## Exercise instructions
Copy the data exactly.

## Data shown
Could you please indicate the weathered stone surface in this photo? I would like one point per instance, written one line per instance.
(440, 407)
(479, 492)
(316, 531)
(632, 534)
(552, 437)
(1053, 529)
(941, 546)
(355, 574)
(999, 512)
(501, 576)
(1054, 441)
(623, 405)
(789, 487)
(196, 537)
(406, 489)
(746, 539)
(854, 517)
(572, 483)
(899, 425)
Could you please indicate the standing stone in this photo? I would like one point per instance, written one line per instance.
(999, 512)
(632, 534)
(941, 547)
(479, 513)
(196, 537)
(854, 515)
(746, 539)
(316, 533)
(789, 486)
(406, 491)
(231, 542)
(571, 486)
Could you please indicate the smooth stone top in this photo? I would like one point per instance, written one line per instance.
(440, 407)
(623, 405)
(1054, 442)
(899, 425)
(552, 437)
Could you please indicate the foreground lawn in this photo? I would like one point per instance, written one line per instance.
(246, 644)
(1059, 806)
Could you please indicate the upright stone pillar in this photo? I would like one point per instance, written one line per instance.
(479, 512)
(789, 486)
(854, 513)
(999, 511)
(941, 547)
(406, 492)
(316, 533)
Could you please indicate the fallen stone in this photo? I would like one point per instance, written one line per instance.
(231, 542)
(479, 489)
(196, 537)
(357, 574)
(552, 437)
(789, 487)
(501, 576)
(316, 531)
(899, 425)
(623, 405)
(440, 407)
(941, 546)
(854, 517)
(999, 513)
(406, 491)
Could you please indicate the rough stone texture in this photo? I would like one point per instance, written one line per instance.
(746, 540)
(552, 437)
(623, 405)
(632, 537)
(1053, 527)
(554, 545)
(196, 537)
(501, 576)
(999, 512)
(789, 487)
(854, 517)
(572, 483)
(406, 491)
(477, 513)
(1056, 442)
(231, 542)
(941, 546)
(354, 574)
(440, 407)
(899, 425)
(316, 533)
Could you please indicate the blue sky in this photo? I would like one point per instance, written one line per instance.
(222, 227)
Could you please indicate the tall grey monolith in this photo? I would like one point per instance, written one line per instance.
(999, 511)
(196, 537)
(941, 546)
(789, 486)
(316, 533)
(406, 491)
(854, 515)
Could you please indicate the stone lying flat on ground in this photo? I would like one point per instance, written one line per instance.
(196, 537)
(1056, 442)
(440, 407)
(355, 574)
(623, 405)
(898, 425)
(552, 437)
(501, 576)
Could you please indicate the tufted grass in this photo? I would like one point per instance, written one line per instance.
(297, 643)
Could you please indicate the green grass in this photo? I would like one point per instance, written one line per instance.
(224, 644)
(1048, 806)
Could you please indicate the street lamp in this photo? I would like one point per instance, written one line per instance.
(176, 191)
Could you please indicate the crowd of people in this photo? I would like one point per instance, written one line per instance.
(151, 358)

## Output of the exercise
Could you please indicate the weathered stone surface in this photo? I would like one point per instance, written one line per instance.
(440, 407)
(479, 492)
(316, 531)
(632, 534)
(552, 437)
(1053, 529)
(941, 546)
(355, 574)
(999, 512)
(501, 576)
(1054, 441)
(623, 405)
(789, 487)
(196, 537)
(406, 489)
(746, 539)
(854, 517)
(572, 483)
(899, 425)
Could you please indicate the standing stone in this photo? I would like one point per instance, written one line per instance.
(999, 512)
(632, 534)
(941, 547)
(479, 513)
(196, 537)
(854, 515)
(746, 539)
(316, 533)
(789, 486)
(406, 491)
(231, 542)
(571, 486)
Could you please indicate the smooth stone top in this photo? I would like one point per instance, written one line per instance.
(440, 407)
(623, 405)
(1054, 442)
(899, 425)
(552, 437)
Could you please indicate the foreground lawn in this photo? I would like one point per instance, written one line per instance.
(246, 644)
(1059, 806)
Could you please indicate the upright stone pillar in this photo? I would like one point per instance, written one line per instance.
(479, 512)
(789, 486)
(854, 513)
(999, 511)
(941, 547)
(406, 492)
(316, 533)
Could you please indicate the fallen stone in this photo? I would like one point per instance, written one line per instance.
(231, 542)
(479, 489)
(196, 537)
(357, 574)
(552, 437)
(789, 487)
(501, 576)
(316, 531)
(899, 425)
(623, 405)
(440, 407)
(941, 546)
(854, 517)
(999, 513)
(406, 491)
Could you please indicate the rough stone texture in this photo? I would like one point per instance, written one line per instance.
(746, 540)
(552, 437)
(623, 405)
(632, 537)
(1053, 527)
(554, 545)
(196, 537)
(501, 576)
(999, 512)
(789, 487)
(854, 517)
(572, 483)
(406, 491)
(477, 513)
(1056, 442)
(231, 542)
(941, 546)
(354, 574)
(440, 407)
(899, 425)
(316, 533)
Could you please indicate the blue sky in this photo? I would like one point per instance, written one line per instance.
(222, 227)
Could you please indicate the tall grey monolith in this photo? I would like one point per instance, written one line per instance.
(999, 511)
(196, 537)
(941, 546)
(789, 486)
(316, 533)
(406, 491)
(854, 515)
Could you please indicate the stone lying flat on ground in this photo? I would like one point per instance, written one line per instance.
(196, 537)
(1056, 442)
(440, 407)
(355, 574)
(623, 405)
(898, 425)
(552, 437)
(501, 576)
Could you please indicate the tufted grass in this photo? I would like one point per instance, written one line per instance.
(297, 643)
Could you please indicate the green grass in this photo? I would like one point per instance, written one line per instance.
(224, 644)
(1048, 806)
Could you please indicate the street lamp in this photo? I would like one point per instance, written one line per instance.
(176, 191)
Could you please indicate the crowd of people in this photo? I would like one point per instance, written one line per instance.
(151, 358)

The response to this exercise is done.